INSTRUCTION
Could you output every line of the records below verbatim, without changing anything?

Records from a collection
* START *

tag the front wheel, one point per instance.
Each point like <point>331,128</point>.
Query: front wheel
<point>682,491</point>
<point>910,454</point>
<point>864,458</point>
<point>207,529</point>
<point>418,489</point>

* END *

EXPECTED ANSWER
tag the front wheel, one point per instance.
Each point like <point>331,128</point>.
Query: front wheel
<point>682,491</point>
<point>910,454</point>
<point>864,458</point>
<point>207,529</point>
<point>418,489</point>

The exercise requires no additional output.